Among the lines of the records, find all that carry the word "below" and copy them.

····················

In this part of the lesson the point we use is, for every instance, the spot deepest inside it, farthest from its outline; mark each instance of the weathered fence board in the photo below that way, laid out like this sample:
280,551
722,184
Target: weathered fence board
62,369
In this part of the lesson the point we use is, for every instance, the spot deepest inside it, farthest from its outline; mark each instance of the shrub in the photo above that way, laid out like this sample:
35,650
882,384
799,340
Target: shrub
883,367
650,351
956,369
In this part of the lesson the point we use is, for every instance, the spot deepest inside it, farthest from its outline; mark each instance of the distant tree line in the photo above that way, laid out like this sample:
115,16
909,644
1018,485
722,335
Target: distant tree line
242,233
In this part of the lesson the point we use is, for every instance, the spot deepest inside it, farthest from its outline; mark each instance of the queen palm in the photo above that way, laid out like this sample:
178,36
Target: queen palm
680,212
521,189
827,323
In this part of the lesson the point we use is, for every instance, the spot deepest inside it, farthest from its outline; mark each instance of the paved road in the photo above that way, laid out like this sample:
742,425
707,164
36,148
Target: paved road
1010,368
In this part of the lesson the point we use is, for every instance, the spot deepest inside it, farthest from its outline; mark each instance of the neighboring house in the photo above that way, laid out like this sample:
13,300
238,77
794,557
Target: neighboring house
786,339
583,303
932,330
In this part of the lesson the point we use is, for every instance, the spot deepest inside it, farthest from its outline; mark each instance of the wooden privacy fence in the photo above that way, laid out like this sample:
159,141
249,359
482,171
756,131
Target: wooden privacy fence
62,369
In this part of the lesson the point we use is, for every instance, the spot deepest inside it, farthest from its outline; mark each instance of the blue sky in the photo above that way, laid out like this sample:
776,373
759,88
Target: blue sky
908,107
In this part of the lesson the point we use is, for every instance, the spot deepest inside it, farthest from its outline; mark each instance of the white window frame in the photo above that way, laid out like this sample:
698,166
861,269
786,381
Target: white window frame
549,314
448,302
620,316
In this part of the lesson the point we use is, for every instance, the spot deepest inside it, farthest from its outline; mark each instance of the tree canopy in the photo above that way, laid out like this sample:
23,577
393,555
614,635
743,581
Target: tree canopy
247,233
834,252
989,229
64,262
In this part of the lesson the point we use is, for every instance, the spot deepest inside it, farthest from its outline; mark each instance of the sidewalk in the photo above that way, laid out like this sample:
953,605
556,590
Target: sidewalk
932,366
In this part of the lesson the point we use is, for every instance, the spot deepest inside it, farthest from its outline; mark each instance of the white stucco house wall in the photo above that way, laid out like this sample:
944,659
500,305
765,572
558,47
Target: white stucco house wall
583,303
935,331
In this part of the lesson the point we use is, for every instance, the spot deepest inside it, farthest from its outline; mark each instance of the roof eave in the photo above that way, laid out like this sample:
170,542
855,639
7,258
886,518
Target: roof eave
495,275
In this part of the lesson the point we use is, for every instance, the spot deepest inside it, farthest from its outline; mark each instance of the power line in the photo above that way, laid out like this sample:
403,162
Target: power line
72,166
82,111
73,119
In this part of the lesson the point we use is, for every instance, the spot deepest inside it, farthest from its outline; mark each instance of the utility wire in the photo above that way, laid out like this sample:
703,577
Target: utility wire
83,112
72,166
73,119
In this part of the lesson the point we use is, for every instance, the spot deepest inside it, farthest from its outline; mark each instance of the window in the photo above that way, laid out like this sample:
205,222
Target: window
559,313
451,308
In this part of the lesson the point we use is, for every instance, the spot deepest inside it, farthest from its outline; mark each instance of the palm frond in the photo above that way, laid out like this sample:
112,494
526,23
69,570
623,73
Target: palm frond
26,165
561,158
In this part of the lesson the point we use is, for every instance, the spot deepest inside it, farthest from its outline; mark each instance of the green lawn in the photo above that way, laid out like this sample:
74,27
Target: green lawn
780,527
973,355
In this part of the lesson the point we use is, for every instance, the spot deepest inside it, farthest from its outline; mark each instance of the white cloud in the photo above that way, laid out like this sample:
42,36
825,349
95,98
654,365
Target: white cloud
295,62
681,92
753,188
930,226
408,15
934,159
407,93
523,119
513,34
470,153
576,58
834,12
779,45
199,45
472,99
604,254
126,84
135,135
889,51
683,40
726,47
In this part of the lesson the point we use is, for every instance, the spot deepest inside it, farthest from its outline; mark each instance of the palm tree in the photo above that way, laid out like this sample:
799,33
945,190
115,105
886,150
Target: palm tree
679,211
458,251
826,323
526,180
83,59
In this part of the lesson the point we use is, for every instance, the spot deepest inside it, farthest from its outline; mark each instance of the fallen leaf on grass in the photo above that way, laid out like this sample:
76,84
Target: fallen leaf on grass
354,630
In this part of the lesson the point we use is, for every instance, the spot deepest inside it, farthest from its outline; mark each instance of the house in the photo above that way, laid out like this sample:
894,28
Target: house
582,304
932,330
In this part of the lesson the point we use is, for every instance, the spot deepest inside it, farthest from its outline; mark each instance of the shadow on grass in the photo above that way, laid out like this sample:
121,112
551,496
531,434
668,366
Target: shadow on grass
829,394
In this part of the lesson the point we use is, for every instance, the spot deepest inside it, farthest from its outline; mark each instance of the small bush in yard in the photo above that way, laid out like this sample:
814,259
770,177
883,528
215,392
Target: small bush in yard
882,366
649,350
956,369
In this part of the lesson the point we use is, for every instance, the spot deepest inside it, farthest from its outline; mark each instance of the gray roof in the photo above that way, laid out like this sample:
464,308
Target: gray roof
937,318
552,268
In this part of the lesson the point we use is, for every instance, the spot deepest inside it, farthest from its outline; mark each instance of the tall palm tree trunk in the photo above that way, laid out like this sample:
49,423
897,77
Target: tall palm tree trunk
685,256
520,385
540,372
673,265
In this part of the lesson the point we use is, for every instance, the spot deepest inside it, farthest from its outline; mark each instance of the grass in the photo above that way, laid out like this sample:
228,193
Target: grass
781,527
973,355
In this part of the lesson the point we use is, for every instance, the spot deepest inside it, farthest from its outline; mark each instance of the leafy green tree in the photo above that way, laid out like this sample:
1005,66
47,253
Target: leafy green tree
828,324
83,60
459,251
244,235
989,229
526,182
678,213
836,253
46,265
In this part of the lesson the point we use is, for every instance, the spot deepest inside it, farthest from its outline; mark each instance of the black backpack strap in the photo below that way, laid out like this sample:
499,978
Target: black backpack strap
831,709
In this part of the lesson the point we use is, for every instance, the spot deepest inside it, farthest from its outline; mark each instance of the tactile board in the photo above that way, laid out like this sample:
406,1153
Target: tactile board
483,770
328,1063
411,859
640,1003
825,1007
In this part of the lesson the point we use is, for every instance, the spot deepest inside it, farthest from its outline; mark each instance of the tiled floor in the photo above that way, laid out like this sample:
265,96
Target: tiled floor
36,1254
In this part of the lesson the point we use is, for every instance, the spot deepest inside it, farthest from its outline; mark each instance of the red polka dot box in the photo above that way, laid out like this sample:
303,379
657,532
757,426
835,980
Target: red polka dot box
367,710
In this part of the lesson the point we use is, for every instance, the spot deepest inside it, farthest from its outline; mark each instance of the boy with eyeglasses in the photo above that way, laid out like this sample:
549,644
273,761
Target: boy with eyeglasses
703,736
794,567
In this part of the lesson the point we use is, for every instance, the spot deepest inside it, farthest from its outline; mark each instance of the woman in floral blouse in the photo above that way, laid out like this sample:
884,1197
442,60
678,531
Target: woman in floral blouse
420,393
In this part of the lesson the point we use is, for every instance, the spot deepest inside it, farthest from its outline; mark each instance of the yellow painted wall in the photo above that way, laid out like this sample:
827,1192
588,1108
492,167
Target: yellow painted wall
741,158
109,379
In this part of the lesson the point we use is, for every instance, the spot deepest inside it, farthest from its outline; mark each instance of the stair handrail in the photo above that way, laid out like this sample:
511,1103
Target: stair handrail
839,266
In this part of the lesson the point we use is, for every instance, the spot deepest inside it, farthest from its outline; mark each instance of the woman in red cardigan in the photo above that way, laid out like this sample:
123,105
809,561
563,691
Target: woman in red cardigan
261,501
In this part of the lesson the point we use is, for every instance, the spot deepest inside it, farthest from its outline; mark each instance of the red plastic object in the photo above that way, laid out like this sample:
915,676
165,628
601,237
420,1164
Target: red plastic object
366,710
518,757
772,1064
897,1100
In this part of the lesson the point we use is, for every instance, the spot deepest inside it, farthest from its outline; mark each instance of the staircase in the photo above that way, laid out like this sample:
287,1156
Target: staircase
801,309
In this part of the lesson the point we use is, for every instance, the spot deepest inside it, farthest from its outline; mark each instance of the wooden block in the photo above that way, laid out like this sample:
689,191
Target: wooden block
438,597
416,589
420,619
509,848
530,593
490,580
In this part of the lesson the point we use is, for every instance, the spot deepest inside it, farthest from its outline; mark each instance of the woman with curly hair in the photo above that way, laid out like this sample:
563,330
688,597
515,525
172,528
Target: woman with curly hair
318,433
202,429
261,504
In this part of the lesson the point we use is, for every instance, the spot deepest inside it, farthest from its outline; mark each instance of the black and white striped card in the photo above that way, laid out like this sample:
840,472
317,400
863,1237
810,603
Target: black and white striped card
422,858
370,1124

····················

(Exercise answer):
In this part of the lesson the point we use is, for every instance, the spot deepest inside it, farthest from its outline; mark each instance of the weathered fence board in the photo below that way, laid out like this sample:
In this part of the lesson the point we use is, for every instance, the spot deepest inside it, farthest from its outline; mark each instance of the black backpack strap in the photo below that way, laid out like this sample:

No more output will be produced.